→ **Stated problem**
Pick out every line of the records that contains the word "eclair" and copy each one.

Bounding box annotations for photos:
--

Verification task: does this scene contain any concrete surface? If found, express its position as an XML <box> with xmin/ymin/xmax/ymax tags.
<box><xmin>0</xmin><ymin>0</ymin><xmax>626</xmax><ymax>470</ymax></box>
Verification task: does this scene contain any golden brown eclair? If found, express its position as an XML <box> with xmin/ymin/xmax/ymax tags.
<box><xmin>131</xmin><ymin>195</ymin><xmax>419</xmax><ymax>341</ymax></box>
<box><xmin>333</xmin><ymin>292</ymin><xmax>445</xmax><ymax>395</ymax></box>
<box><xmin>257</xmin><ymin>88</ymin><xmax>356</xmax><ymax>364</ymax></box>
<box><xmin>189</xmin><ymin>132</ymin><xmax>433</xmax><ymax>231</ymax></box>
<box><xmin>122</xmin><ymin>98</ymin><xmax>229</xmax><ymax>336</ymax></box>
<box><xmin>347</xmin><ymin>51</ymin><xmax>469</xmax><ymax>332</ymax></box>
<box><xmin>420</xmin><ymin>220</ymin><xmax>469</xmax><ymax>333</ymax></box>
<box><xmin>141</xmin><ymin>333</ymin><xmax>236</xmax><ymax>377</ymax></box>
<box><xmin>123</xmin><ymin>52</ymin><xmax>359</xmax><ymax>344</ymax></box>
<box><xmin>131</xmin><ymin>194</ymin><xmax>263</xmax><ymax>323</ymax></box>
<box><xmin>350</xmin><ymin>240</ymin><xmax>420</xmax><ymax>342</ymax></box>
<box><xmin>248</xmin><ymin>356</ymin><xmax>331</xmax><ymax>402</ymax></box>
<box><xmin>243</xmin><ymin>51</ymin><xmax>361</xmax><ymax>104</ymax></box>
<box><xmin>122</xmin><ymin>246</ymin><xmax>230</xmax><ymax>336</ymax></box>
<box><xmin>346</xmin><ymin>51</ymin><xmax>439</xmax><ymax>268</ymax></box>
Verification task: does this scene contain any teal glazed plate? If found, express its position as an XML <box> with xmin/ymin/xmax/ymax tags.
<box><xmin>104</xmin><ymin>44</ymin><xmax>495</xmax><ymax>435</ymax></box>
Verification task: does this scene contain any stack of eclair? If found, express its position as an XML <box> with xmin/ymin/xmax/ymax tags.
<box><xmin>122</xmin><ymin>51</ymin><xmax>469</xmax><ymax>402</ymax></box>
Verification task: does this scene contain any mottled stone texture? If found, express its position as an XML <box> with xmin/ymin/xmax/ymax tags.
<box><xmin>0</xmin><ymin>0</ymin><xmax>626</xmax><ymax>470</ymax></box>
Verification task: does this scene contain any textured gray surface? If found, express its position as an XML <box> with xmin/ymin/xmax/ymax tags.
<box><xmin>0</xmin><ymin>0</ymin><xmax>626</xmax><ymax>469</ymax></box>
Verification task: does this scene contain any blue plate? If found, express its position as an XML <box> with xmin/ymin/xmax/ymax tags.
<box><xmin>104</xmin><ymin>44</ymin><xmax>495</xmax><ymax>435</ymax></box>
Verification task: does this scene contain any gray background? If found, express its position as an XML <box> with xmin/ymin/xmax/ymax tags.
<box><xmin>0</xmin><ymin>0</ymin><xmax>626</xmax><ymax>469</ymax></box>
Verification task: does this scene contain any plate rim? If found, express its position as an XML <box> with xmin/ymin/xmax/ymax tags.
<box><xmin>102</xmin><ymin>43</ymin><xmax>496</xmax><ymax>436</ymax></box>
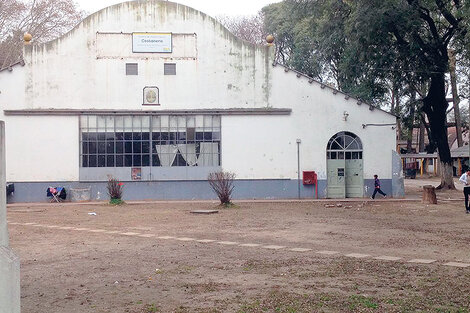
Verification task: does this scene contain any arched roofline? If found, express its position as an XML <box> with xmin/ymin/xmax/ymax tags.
<box><xmin>26</xmin><ymin>0</ymin><xmax>264</xmax><ymax>48</ymax></box>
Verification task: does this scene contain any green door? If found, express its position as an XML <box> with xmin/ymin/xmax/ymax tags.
<box><xmin>346</xmin><ymin>160</ymin><xmax>364</xmax><ymax>198</ymax></box>
<box><xmin>327</xmin><ymin>159</ymin><xmax>346</xmax><ymax>199</ymax></box>
<box><xmin>326</xmin><ymin>131</ymin><xmax>364</xmax><ymax>198</ymax></box>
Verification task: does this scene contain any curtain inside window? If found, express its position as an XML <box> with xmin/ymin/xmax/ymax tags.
<box><xmin>197</xmin><ymin>142</ymin><xmax>219</xmax><ymax>166</ymax></box>
<box><xmin>178</xmin><ymin>143</ymin><xmax>197</xmax><ymax>166</ymax></box>
<box><xmin>155</xmin><ymin>145</ymin><xmax>178</xmax><ymax>166</ymax></box>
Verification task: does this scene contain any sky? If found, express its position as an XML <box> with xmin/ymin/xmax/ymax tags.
<box><xmin>75</xmin><ymin>0</ymin><xmax>280</xmax><ymax>17</ymax></box>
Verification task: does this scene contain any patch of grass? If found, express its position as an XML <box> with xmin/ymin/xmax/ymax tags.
<box><xmin>349</xmin><ymin>295</ymin><xmax>379</xmax><ymax>310</ymax></box>
<box><xmin>145</xmin><ymin>303</ymin><xmax>160</xmax><ymax>313</ymax></box>
<box><xmin>217</xmin><ymin>202</ymin><xmax>238</xmax><ymax>209</ymax></box>
<box><xmin>109</xmin><ymin>199</ymin><xmax>125</xmax><ymax>205</ymax></box>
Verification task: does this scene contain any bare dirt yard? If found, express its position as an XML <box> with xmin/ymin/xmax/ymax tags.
<box><xmin>8</xmin><ymin>178</ymin><xmax>470</xmax><ymax>313</ymax></box>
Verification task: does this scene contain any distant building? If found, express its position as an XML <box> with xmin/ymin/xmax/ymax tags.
<box><xmin>0</xmin><ymin>1</ymin><xmax>396</xmax><ymax>201</ymax></box>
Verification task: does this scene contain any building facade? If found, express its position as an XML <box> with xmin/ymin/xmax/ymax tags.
<box><xmin>0</xmin><ymin>0</ymin><xmax>396</xmax><ymax>201</ymax></box>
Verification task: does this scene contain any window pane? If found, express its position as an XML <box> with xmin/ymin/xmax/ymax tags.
<box><xmin>132</xmin><ymin>132</ymin><xmax>142</xmax><ymax>140</ymax></box>
<box><xmin>116</xmin><ymin>142</ymin><xmax>124</xmax><ymax>153</ymax></box>
<box><xmin>186</xmin><ymin>127</ymin><xmax>196</xmax><ymax>141</ymax></box>
<box><xmin>98</xmin><ymin>141</ymin><xmax>106</xmax><ymax>153</ymax></box>
<box><xmin>88</xmin><ymin>142</ymin><xmax>97</xmax><ymax>154</ymax></box>
<box><xmin>88</xmin><ymin>155</ymin><xmax>98</xmax><ymax>167</ymax></box>
<box><xmin>124</xmin><ymin>154</ymin><xmax>132</xmax><ymax>167</ymax></box>
<box><xmin>98</xmin><ymin>154</ymin><xmax>106</xmax><ymax>167</ymax></box>
<box><xmin>132</xmin><ymin>141</ymin><xmax>142</xmax><ymax>154</ymax></box>
<box><xmin>88</xmin><ymin>133</ymin><xmax>98</xmax><ymax>141</ymax></box>
<box><xmin>152</xmin><ymin>116</ymin><xmax>161</xmax><ymax>132</ymax></box>
<box><xmin>132</xmin><ymin>154</ymin><xmax>142</xmax><ymax>166</ymax></box>
<box><xmin>330</xmin><ymin>138</ymin><xmax>343</xmax><ymax>150</ymax></box>
<box><xmin>116</xmin><ymin>154</ymin><xmax>124</xmax><ymax>167</ymax></box>
<box><xmin>142</xmin><ymin>154</ymin><xmax>150</xmax><ymax>166</ymax></box>
<box><xmin>80</xmin><ymin>115</ymin><xmax>88</xmax><ymax>130</ymax></box>
<box><xmin>124</xmin><ymin>141</ymin><xmax>132</xmax><ymax>153</ymax></box>
<box><xmin>82</xmin><ymin>155</ymin><xmax>88</xmax><ymax>167</ymax></box>
<box><xmin>212</xmin><ymin>115</ymin><xmax>220</xmax><ymax>128</ymax></box>
<box><xmin>132</xmin><ymin>116</ymin><xmax>142</xmax><ymax>131</ymax></box>
<box><xmin>204</xmin><ymin>132</ymin><xmax>212</xmax><ymax>141</ymax></box>
<box><xmin>152</xmin><ymin>154</ymin><xmax>160</xmax><ymax>166</ymax></box>
<box><xmin>142</xmin><ymin>141</ymin><xmax>150</xmax><ymax>153</ymax></box>
<box><xmin>88</xmin><ymin>115</ymin><xmax>96</xmax><ymax>129</ymax></box>
<box><xmin>106</xmin><ymin>141</ymin><xmax>114</xmax><ymax>154</ymax></box>
<box><xmin>106</xmin><ymin>155</ymin><xmax>114</xmax><ymax>167</ymax></box>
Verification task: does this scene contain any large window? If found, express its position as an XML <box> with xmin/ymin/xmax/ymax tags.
<box><xmin>80</xmin><ymin>115</ymin><xmax>220</xmax><ymax>167</ymax></box>
<box><xmin>326</xmin><ymin>132</ymin><xmax>362</xmax><ymax>160</ymax></box>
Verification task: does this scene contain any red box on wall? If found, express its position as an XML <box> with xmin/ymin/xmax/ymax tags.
<box><xmin>302</xmin><ymin>171</ymin><xmax>317</xmax><ymax>185</ymax></box>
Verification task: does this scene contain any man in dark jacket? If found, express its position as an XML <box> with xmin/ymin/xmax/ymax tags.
<box><xmin>370</xmin><ymin>175</ymin><xmax>387</xmax><ymax>199</ymax></box>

--

→ **Full answer**
Verification task: does this scene contain any golden brown eclair? If found, express its position as an XML <box> with xmin/ymin/xmax/ymax tags.
Verification task: does this scene contain any stack of eclair? If found, express its position as an XML <box> with xmin/ymin/xmax/ymax tags.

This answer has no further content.